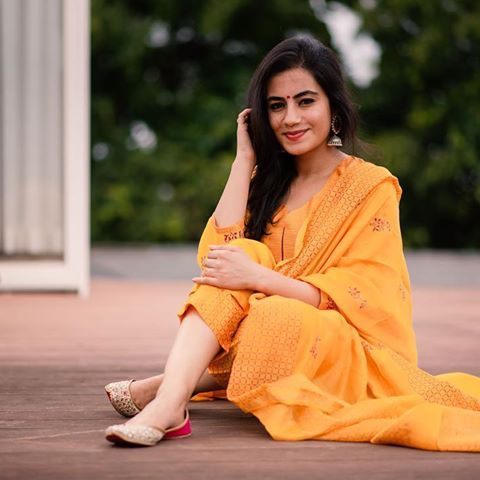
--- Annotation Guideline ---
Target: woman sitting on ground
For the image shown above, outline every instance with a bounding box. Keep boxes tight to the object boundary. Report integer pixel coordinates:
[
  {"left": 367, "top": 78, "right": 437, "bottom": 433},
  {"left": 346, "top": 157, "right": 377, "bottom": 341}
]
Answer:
[{"left": 106, "top": 36, "right": 480, "bottom": 451}]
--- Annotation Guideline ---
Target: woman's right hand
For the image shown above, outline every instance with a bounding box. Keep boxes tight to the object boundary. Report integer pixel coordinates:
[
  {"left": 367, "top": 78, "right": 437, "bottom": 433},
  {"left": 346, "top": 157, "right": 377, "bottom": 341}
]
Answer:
[{"left": 235, "top": 108, "right": 256, "bottom": 170}]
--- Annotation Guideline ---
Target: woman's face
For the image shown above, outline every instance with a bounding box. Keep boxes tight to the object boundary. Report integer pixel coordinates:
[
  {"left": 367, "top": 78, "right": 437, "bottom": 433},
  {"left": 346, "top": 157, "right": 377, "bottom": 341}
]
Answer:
[{"left": 267, "top": 68, "right": 331, "bottom": 156}]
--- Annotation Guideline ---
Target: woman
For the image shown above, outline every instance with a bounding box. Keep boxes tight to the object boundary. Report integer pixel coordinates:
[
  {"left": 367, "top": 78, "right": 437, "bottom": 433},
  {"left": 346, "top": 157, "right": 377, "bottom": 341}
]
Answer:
[{"left": 106, "top": 36, "right": 480, "bottom": 451}]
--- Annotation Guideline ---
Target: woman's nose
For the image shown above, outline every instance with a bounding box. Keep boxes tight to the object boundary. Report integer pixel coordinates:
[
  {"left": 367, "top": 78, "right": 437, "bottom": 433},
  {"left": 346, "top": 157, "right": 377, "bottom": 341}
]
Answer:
[{"left": 283, "top": 104, "right": 300, "bottom": 125}]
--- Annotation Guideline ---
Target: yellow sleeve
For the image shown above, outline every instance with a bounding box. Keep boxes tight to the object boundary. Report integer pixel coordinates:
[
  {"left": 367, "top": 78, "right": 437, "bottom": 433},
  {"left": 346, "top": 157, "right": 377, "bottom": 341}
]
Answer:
[{"left": 197, "top": 215, "right": 245, "bottom": 269}]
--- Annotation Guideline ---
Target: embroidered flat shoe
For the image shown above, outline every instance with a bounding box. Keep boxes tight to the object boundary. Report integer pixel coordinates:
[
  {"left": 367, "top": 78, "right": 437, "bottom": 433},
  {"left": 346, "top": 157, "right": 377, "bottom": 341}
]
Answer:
[
  {"left": 105, "top": 379, "right": 140, "bottom": 417},
  {"left": 105, "top": 410, "right": 192, "bottom": 447}
]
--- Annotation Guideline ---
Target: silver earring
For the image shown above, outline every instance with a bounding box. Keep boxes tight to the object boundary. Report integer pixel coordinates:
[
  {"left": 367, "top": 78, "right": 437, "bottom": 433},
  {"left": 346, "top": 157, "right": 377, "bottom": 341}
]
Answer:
[{"left": 327, "top": 115, "right": 343, "bottom": 147}]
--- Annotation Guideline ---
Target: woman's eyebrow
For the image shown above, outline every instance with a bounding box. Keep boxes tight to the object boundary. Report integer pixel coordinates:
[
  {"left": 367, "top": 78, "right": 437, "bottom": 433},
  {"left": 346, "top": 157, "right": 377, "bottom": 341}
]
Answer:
[{"left": 267, "top": 90, "right": 318, "bottom": 102}]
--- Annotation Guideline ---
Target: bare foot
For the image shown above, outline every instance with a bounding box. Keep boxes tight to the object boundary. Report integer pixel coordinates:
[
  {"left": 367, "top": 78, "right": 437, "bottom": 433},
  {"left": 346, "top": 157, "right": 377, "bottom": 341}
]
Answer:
[
  {"left": 130, "top": 372, "right": 224, "bottom": 410},
  {"left": 130, "top": 373, "right": 163, "bottom": 410},
  {"left": 127, "top": 392, "right": 188, "bottom": 430}
]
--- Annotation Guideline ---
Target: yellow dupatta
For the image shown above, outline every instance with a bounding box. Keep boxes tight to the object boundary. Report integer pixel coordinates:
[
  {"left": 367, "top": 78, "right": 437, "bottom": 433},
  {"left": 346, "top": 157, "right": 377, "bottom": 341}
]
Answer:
[{"left": 180, "top": 158, "right": 480, "bottom": 451}]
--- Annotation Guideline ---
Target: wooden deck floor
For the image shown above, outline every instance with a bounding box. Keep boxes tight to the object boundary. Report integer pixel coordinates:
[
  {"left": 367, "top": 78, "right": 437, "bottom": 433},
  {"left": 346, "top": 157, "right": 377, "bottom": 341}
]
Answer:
[{"left": 0, "top": 279, "right": 480, "bottom": 480}]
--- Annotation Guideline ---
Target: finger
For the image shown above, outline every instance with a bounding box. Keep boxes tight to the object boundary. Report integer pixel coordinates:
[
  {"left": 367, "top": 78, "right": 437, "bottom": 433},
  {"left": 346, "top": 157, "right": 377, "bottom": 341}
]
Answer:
[{"left": 192, "top": 277, "right": 219, "bottom": 287}]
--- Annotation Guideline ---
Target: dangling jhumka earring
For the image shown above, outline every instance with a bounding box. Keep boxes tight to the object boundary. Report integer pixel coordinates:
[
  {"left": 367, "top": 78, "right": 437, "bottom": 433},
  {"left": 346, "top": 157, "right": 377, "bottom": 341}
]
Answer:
[{"left": 327, "top": 115, "right": 343, "bottom": 147}]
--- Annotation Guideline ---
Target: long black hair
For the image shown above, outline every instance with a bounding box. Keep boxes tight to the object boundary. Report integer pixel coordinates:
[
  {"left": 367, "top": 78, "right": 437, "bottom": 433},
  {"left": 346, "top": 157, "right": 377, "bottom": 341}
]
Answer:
[{"left": 245, "top": 35, "right": 357, "bottom": 240}]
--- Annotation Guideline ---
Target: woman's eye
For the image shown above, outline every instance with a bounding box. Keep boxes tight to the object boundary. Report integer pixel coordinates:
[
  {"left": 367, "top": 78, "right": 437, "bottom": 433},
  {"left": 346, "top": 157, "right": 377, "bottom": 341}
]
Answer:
[
  {"left": 300, "top": 98, "right": 315, "bottom": 105},
  {"left": 270, "top": 102, "right": 283, "bottom": 110}
]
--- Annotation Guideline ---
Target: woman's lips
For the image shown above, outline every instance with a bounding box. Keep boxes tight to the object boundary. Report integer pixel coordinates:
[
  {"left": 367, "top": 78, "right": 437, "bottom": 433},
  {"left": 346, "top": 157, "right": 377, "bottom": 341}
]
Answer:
[{"left": 284, "top": 129, "right": 308, "bottom": 141}]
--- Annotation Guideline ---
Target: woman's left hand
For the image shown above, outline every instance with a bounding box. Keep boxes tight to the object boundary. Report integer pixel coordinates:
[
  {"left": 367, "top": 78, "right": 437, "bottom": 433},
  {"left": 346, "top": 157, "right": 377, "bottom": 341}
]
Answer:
[{"left": 192, "top": 245, "right": 262, "bottom": 290}]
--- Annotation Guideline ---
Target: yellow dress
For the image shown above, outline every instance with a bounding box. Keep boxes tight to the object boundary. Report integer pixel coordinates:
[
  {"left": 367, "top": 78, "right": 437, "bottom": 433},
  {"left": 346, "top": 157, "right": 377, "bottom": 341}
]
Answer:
[{"left": 178, "top": 157, "right": 480, "bottom": 451}]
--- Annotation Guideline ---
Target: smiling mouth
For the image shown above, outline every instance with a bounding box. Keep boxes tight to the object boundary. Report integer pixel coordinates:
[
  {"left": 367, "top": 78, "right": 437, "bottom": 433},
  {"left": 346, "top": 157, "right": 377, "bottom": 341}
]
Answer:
[{"left": 284, "top": 129, "right": 308, "bottom": 140}]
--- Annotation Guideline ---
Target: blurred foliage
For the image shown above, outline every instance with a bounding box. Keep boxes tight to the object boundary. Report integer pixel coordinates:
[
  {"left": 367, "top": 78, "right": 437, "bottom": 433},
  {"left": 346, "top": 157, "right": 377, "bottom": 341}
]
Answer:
[
  {"left": 91, "top": 0, "right": 480, "bottom": 247},
  {"left": 342, "top": 0, "right": 480, "bottom": 248},
  {"left": 91, "top": 0, "right": 328, "bottom": 242}
]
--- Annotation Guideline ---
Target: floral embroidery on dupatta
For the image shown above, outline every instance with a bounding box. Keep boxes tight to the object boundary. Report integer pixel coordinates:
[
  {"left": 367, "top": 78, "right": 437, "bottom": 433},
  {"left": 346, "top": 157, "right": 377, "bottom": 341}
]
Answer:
[
  {"left": 348, "top": 287, "right": 367, "bottom": 308},
  {"left": 369, "top": 217, "right": 392, "bottom": 232},
  {"left": 325, "top": 295, "right": 338, "bottom": 310},
  {"left": 275, "top": 161, "right": 398, "bottom": 278},
  {"left": 310, "top": 335, "right": 322, "bottom": 358}
]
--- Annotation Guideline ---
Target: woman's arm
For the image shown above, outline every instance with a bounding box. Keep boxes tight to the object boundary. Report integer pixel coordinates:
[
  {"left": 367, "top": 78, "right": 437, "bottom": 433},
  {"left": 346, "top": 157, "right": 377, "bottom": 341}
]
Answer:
[
  {"left": 252, "top": 265, "right": 321, "bottom": 307},
  {"left": 213, "top": 157, "right": 253, "bottom": 228},
  {"left": 213, "top": 108, "right": 255, "bottom": 228}
]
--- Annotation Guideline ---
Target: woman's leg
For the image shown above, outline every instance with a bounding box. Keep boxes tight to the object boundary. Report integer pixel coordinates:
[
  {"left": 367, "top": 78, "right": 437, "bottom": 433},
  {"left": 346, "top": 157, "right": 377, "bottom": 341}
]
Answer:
[
  {"left": 130, "top": 370, "right": 225, "bottom": 410},
  {"left": 124, "top": 307, "right": 220, "bottom": 429}
]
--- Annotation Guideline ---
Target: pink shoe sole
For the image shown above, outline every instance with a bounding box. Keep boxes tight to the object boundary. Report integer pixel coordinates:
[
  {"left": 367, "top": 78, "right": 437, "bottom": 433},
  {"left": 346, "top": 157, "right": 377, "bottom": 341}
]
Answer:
[{"left": 105, "top": 409, "right": 192, "bottom": 447}]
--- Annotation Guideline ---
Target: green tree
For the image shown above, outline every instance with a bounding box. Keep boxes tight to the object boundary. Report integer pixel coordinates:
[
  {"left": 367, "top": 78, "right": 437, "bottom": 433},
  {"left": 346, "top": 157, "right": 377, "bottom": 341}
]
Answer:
[
  {"left": 92, "top": 0, "right": 328, "bottom": 242},
  {"left": 342, "top": 0, "right": 480, "bottom": 248}
]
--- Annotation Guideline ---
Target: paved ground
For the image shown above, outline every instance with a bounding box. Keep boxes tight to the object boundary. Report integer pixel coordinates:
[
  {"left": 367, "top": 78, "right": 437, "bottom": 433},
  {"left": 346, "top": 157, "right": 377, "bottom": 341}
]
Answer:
[{"left": 0, "top": 247, "right": 480, "bottom": 480}]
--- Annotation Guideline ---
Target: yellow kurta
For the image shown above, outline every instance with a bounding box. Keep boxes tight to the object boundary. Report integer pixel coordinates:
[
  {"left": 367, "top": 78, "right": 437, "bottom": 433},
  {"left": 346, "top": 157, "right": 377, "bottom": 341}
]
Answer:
[{"left": 178, "top": 157, "right": 480, "bottom": 451}]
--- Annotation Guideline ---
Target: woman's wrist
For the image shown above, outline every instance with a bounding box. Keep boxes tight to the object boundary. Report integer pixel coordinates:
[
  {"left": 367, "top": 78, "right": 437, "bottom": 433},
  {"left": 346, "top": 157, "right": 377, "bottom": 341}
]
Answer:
[
  {"left": 251, "top": 264, "right": 272, "bottom": 293},
  {"left": 232, "top": 155, "right": 255, "bottom": 173}
]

Description of the task:
Show every line of the records above that contains the word "yellow", copying each line in full.

Answer to the task:
Target: yellow sleeve
Target: yellow dupatta
Target: yellow dress
Target: yellow kurta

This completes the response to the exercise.